Point localization data:
================================
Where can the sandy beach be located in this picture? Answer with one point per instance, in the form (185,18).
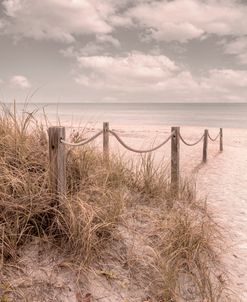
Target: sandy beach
(221,181)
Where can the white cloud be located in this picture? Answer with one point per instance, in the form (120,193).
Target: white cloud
(180,20)
(59,20)
(20,81)
(140,77)
(238,47)
(183,20)
(134,71)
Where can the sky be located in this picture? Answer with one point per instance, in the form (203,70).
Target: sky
(123,50)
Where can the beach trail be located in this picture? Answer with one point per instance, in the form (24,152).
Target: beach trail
(223,180)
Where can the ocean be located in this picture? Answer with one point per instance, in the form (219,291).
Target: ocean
(225,115)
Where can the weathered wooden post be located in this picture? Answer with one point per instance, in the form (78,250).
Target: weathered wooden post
(205,146)
(175,152)
(221,139)
(57,162)
(106,143)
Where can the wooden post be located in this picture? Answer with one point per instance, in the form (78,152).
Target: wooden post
(106,143)
(175,151)
(57,162)
(205,146)
(221,139)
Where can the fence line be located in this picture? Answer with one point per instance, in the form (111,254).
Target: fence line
(83,142)
(213,139)
(191,144)
(57,144)
(139,151)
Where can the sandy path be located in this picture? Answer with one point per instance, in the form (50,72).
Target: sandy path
(224,181)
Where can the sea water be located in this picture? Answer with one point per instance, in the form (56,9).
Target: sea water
(225,115)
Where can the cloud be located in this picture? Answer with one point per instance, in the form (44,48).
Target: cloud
(20,81)
(140,77)
(163,20)
(134,71)
(238,47)
(60,20)
(184,20)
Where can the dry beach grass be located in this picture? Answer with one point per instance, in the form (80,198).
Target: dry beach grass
(120,235)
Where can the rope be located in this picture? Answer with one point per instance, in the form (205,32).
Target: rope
(82,143)
(213,139)
(191,144)
(140,151)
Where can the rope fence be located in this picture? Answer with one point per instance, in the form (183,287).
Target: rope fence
(57,150)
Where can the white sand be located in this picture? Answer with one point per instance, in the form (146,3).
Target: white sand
(223,181)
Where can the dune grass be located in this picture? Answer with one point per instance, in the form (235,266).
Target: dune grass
(181,236)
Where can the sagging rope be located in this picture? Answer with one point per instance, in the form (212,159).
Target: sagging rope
(213,139)
(140,151)
(82,143)
(191,144)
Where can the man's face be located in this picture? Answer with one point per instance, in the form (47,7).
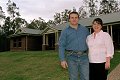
================================
**What to produce:** Beginning with the line where "Where can the weathered" appears, restate word for word every line down to the last one in the data, but keep the pictures out.

**Task answer:**
Where can the weathered wooden post be located in this picture? Answer with one point per instance, in the form (78,250).
Target: weathered wooden post
(205,146)
(175,152)
(221,139)
(57,162)
(106,143)
Where can the wooden post be located in this picture? Answer with one point per instance, in the form (78,152).
Target: wooden post
(106,143)
(175,151)
(57,162)
(205,146)
(221,139)
Where can the fence line be located in this picture? Answer with one point per instance, in the form (111,254).
Target: fence line
(83,142)
(213,139)
(191,144)
(57,144)
(139,151)
Where can the sandy path be located in this picture? Answer with one point per instance, in the form (50,72).
Target: sandy path
(224,181)
Where can the sea water be located in this picture? Answer with one point per instance, in the form (56,9).
Target: sea water
(225,115)
Where can the cloud be located in this picture? Answer with one point per instance, in the form (44,48).
Target: cloud
(20,81)
(140,77)
(163,20)
(134,71)
(238,47)
(60,20)
(184,20)
Where can the dry beach grass be located in this picture? Answer with one point per instance, in the form (80,198).
Target: dry beach grass
(120,235)
Where can the rope be located in this picture? Answer with one point per instance, in the form (205,32).
Target: rope
(82,143)
(213,139)
(191,144)
(140,151)
Where can the rope fence be located in this picture? Answer with one point per instance, in the form (183,287).
Target: rope fence
(57,150)
Where can the white sand be located in this picture? Answer with one point per instance, in the form (146,3).
Target: white sand
(223,181)
Where can the dune grass be located in this picture? Answer with one point per instance, in the form (235,266).
Target: dune grass
(181,236)
Where can the sagging rope be located in this picture? Answer with one point per instance, in the form (212,159).
Target: sagging rope
(213,139)
(140,151)
(82,143)
(191,144)
Where can the man's face be located in this picture? Answer with one point per instance, in the form (47,7).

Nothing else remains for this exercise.